• [Listing]:
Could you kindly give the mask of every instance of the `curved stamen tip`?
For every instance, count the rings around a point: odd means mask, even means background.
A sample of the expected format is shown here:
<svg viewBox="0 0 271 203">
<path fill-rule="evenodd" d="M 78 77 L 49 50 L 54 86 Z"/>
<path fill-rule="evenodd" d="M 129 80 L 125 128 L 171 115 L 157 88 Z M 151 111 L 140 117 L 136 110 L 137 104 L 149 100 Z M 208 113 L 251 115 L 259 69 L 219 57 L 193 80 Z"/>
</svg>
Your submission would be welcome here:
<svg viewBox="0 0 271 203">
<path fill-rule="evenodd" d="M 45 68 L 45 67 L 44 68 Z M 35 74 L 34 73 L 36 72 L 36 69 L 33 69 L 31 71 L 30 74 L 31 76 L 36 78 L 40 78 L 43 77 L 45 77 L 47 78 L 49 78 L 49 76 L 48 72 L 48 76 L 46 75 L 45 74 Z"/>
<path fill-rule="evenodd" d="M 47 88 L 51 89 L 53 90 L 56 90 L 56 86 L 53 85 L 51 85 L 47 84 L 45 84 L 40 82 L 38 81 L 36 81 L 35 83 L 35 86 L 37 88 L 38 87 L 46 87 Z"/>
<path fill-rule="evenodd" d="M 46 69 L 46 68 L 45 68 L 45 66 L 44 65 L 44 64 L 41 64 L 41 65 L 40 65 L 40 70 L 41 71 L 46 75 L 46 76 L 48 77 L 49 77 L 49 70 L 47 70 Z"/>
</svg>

• [What this task involves]: Copy the data exactly, starting with its first line and going on through the line that contains "78 77 L 49 50", with both of those lines included.

• [Result of the task]:
Could you kindly give the mask of every instance of the `curved stamen tip`?
For every instance, count the rings around a point: odd means mask, even means background.
A sample of the expected format is shown here:
<svg viewBox="0 0 271 203">
<path fill-rule="evenodd" d="M 78 77 L 49 50 L 54 86 Z"/>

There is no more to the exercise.